-- EXTRACTED DATA follows --
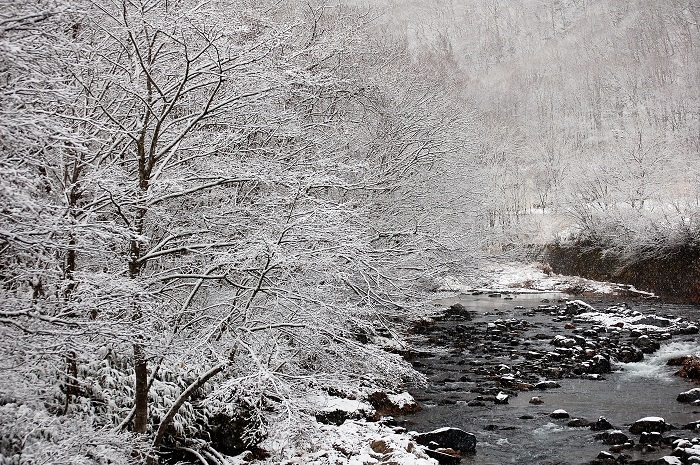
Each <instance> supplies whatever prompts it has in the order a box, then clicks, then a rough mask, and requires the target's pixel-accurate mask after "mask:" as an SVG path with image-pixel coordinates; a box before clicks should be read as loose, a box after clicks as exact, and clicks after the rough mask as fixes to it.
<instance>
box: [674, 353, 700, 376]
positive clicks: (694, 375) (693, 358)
mask: <svg viewBox="0 0 700 465" xmlns="http://www.w3.org/2000/svg"><path fill="white" fill-rule="evenodd" d="M676 375H678V376H680V377H681V378H688V379H700V358H697V357H689V358H688V359H686V360H685V361H684V362H683V364H682V365H681V369H680V370H678V372H677V373H676Z"/></svg>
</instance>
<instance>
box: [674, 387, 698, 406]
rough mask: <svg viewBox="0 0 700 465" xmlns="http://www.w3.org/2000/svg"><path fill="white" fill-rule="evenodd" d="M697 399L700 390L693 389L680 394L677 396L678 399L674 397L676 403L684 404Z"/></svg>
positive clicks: (694, 400)
mask: <svg viewBox="0 0 700 465" xmlns="http://www.w3.org/2000/svg"><path fill="white" fill-rule="evenodd" d="M698 399H700V388H694V389H691V390H690V391H685V392H681V393H680V394H678V397H676V400H677V401H678V402H686V403H688V402H694V401H696V400H698Z"/></svg>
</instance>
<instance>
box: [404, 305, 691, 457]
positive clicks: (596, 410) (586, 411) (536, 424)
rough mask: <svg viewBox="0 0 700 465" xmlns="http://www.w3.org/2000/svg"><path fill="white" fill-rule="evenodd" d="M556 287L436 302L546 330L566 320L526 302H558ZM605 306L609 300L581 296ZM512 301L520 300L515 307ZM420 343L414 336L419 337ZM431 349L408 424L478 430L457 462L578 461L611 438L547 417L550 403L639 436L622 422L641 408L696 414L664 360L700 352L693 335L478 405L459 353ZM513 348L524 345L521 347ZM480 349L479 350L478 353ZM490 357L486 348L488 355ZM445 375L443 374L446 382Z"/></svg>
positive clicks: (639, 418) (673, 420) (676, 379)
-- EXTRACTED DATA concluded --
* [ABOUT THIS EXERCISE]:
Could you write out every line above exactly as it stands, with no images?

* [OUTPUT OF THE EXERCISE]:
Each <instance> supplies whatever prompts it has in the order a box, then clicks, then a rough mask, and requires the target's pixel-accurate mask after "mask:" as an SVG path with image-pixel coordinates; a box before clicks should be read as loose, a box after clicks as exact, and clicks after the rough mask as fixes to it.
<instance>
box: [674, 353, 700, 376]
positive clicks: (694, 375) (693, 358)
mask: <svg viewBox="0 0 700 465" xmlns="http://www.w3.org/2000/svg"><path fill="white" fill-rule="evenodd" d="M676 375H678V376H680V377H681V378H688V379H700V358H697V357H689V358H688V359H686V360H685V361H684V362H683V364H682V365H681V369H680V370H678V372H677V373H676Z"/></svg>
</instance>
<instance>
box: [674, 387, 698, 406]
rough mask: <svg viewBox="0 0 700 465" xmlns="http://www.w3.org/2000/svg"><path fill="white" fill-rule="evenodd" d="M697 399L700 390L693 389L680 394L677 396L678 399L674 397L676 403L684 404Z"/></svg>
positive clicks: (694, 400)
mask: <svg viewBox="0 0 700 465" xmlns="http://www.w3.org/2000/svg"><path fill="white" fill-rule="evenodd" d="M698 399H700V388H694V389H691V390H690V391H685V392H681V393H680V394H678V397H676V400H677V401H678V402H686V403H688V402H694V401H696V400H698Z"/></svg>
</instance>
<instance>
box: [404, 305, 691, 457]
positive clicks: (596, 410) (586, 411) (536, 424)
rough mask: <svg viewBox="0 0 700 465" xmlns="http://www.w3.org/2000/svg"><path fill="white" fill-rule="evenodd" d="M556 287L436 302L546 330L566 320L526 302H558ZM605 306L609 300L581 296ZM512 301L520 300L515 307ZM420 343L414 336L419 337ZM431 349L408 424L478 430L457 462L578 461L611 438L547 417L550 403L639 436L622 422L641 408L696 414L664 360L700 352L693 335L478 405L459 353ZM513 348L524 345L521 347ZM480 349L479 350L478 353ZM490 357L486 348L488 355ZM445 375L443 374L446 382Z"/></svg>
positive clicks: (639, 418) (673, 420) (676, 379)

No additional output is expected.